— START OF RECORDS —

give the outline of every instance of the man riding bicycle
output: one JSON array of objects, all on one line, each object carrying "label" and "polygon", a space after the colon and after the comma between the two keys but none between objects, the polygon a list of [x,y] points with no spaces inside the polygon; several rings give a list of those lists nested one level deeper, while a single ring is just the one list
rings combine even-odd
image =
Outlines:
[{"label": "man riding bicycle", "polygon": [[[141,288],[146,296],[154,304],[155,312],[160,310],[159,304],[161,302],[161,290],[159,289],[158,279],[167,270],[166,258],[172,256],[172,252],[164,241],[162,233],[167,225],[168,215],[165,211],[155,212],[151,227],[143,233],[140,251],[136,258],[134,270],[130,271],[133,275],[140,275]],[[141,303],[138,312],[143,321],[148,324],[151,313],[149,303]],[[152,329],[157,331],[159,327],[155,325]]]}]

— END OF RECORDS —

Take the listing above and write it out again exactly.

TASK RESPONSE -
give the outline of every instance of the man riding bicycle
output: one JSON array of objects, all on one line, each object carrying "label" and "polygon", a space after the colon and after the comma between the two keys but none between objects, the polygon a list of [x,y] points with no spaces inside the polygon; several rings give a list of those lists nested one level deeper, while a single ring is just the one list
rings combine even-odd
image =
Outlines:
[{"label": "man riding bicycle", "polygon": [[[141,288],[146,296],[154,304],[155,312],[160,310],[159,304],[161,302],[161,290],[159,289],[158,279],[167,270],[166,258],[172,256],[172,252],[164,241],[162,233],[167,225],[168,215],[165,211],[155,212],[151,227],[143,233],[140,251],[136,258],[134,270],[130,271],[133,275],[140,275]],[[141,303],[138,312],[143,321],[148,324],[151,313],[149,303]],[[152,329],[157,331],[159,327],[155,325]]]}]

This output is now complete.